* Objective
Quote the lines from the line holding "Practice step: identify the yellow" to the very end of the listing, exactly, and no others.

Excerpts from point annotation data
****
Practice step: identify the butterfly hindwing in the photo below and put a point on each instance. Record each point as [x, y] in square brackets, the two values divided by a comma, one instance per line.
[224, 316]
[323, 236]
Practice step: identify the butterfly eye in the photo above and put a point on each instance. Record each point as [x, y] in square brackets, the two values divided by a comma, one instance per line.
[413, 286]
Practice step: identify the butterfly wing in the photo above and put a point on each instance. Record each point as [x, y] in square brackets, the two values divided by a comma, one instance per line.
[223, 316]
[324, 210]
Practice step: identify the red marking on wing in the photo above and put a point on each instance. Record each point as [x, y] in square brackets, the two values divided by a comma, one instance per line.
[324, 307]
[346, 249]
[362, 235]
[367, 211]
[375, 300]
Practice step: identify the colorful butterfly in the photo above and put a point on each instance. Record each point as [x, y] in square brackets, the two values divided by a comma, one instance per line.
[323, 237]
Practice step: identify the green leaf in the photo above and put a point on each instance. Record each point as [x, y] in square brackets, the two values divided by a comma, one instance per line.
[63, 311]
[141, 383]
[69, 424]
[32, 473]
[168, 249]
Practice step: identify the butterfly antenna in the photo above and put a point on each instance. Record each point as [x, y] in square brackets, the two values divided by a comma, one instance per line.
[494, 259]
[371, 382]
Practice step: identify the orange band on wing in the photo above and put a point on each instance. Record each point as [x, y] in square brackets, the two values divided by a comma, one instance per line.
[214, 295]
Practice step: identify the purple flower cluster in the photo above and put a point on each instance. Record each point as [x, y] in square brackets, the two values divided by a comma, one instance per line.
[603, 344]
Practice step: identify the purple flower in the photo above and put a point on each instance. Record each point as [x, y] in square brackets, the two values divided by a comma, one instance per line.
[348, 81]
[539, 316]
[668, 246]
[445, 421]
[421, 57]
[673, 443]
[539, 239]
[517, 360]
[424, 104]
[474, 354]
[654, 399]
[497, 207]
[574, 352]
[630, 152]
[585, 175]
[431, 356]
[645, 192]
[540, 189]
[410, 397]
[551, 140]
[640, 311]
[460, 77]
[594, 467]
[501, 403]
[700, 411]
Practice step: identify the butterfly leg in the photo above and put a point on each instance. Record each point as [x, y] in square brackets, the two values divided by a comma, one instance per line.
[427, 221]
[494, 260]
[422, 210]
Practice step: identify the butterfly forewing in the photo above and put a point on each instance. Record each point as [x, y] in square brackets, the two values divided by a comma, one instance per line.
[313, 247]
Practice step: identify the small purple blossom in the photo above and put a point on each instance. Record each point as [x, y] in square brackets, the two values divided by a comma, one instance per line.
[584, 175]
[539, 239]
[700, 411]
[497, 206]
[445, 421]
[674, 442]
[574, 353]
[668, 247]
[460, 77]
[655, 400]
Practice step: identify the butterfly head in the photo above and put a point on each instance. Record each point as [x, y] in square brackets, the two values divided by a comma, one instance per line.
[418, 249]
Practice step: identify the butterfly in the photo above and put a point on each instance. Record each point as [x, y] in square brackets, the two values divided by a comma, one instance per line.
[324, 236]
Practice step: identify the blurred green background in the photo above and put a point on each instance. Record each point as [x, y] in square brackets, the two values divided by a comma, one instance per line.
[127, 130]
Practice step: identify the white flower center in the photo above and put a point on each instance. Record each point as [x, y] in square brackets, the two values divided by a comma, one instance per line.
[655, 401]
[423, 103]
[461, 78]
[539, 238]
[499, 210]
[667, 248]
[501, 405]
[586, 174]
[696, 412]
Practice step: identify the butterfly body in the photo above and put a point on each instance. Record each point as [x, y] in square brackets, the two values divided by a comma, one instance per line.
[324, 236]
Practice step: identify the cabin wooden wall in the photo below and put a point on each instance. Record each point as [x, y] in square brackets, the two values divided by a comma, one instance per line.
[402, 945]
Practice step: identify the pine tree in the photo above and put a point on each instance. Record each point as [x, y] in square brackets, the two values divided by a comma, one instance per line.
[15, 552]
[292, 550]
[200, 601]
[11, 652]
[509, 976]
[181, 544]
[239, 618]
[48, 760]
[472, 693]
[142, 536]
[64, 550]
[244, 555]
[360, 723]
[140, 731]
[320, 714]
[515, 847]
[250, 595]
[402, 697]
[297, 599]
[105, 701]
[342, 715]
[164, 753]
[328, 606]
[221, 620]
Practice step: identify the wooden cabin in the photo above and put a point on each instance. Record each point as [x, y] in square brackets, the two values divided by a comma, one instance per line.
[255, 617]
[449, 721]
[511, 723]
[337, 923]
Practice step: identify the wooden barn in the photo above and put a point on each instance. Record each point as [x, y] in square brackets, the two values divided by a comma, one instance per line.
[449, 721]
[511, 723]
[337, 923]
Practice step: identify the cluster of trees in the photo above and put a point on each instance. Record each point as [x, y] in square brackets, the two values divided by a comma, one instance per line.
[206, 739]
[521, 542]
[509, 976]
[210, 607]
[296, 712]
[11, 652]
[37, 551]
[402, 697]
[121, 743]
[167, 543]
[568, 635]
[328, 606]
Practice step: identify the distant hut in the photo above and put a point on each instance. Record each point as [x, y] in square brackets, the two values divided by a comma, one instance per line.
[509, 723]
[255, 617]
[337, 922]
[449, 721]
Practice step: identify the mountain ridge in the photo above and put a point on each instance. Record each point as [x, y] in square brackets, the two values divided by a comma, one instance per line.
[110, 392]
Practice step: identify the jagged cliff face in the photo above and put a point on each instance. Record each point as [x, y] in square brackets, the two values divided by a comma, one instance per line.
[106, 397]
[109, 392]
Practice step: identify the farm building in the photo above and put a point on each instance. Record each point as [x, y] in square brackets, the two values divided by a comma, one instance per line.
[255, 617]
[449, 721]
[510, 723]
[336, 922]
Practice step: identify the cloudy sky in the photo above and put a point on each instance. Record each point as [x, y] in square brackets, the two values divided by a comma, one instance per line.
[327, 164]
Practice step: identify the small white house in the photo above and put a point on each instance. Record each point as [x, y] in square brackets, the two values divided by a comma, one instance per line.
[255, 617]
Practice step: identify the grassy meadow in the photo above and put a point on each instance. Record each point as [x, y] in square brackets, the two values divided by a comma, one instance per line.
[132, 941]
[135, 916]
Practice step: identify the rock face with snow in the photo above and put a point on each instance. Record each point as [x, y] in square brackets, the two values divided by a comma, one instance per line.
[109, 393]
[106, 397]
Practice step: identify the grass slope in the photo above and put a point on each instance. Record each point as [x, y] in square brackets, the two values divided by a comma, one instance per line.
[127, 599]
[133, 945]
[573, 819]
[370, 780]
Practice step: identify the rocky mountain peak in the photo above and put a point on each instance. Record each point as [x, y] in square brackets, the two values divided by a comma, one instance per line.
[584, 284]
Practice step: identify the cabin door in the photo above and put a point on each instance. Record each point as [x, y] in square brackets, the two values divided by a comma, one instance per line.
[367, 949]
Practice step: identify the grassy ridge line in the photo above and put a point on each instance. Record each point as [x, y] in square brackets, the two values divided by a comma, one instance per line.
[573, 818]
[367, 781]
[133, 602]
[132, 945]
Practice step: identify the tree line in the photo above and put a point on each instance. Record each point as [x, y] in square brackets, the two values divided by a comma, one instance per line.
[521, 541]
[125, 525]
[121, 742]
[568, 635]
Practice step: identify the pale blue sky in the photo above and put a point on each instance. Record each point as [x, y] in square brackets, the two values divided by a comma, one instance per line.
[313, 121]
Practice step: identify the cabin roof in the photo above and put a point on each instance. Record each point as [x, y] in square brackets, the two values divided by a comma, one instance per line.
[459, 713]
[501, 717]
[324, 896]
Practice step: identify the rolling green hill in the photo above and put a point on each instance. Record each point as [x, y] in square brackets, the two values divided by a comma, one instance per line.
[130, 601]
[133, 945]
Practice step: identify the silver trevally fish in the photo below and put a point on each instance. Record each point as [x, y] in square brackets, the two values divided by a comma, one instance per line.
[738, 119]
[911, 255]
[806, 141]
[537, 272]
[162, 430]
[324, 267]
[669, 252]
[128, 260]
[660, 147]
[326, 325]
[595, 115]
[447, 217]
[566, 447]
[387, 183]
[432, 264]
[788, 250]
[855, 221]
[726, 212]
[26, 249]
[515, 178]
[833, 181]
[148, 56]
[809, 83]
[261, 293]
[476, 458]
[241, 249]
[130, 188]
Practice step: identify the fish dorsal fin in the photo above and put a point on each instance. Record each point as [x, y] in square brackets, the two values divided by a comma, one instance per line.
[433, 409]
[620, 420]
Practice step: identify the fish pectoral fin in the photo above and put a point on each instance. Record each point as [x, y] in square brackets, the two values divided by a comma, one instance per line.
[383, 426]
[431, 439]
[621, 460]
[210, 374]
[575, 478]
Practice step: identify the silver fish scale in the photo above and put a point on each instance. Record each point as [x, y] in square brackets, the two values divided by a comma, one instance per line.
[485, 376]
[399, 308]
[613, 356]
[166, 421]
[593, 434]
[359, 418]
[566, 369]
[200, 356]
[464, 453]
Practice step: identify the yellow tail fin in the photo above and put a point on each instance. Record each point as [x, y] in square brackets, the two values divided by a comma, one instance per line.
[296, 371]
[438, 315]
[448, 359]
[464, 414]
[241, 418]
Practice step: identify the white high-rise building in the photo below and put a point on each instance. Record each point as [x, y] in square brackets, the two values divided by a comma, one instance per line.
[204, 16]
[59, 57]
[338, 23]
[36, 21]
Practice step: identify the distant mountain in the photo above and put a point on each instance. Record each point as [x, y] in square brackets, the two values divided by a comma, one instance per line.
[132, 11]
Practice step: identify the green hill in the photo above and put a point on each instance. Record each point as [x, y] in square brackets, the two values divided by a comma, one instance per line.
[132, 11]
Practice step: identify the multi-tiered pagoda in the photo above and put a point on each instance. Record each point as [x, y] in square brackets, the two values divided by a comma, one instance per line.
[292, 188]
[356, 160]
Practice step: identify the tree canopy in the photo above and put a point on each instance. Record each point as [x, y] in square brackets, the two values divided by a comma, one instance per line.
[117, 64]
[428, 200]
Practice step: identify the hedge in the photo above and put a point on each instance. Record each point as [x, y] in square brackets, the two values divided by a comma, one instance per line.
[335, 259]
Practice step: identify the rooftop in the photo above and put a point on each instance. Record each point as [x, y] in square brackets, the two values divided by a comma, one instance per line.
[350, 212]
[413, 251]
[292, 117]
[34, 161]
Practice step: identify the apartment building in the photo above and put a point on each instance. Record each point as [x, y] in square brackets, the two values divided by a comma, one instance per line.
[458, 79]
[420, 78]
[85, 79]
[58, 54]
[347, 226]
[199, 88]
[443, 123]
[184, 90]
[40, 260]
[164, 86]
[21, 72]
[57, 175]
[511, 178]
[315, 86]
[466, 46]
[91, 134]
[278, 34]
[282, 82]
****
* Full answer
Practice step: identify the yellow tail fin in the photo above and put a point on each instance. Record each point as [x, y] in square brackets, the two values divided by a comma, one instance per line.
[296, 371]
[438, 315]
[448, 359]
[464, 414]
[241, 418]
Practice step: identify the white high-rise building in the photo below and put a point on each instance. Record each point as [x, y] in square brackets, the two values divided by a comma, one instance per line.
[204, 16]
[59, 57]
[338, 23]
[36, 21]
Practice step: identify the distant mountain in the photo above and put a point on each instance. Record each point as [x, y] in square brackets, the two values divided by a comma, one instance per line.
[132, 11]
Practice step: identify the green hill in the photo above and put a point on each instance. Record each point as [x, y] in square brackets, the two values divided by a comma, one instance per line.
[132, 11]
Practice step: identify the multi-tiered pagoda in the photo above and put a point on each instance. Record each point as [x, y] in square brackets, the two values divided by a comma, one instance per line.
[292, 188]
[356, 160]
Practice step: identify the tree canopy in the photo above and put a point on each instance. Record each point as [x, y] in square brackets, the two values divided by a comma, one instance per line.
[117, 64]
[428, 200]
Practice step: identify the hedge in the photo above and put a point on each instance. Record each point as [x, y] in square brackets, the two values divided by a comma, one instance per line.
[335, 259]
Practice step: identify the rooftop in the photo above and put a point on each instance. Record each point as [x, y] in square brackets, the two values divided by a comma, one instance per line.
[350, 212]
[413, 251]
[292, 117]
[34, 161]
Practice step: identify the apartment building in the photo above and put a point on each instance. Record each point as [x, y] in square brackets, the two values divided by a comma, one instance per line.
[458, 79]
[420, 78]
[85, 79]
[58, 54]
[347, 226]
[199, 88]
[443, 123]
[184, 90]
[40, 260]
[164, 86]
[21, 72]
[57, 175]
[511, 178]
[315, 86]
[466, 46]
[91, 134]
[278, 34]
[282, 82]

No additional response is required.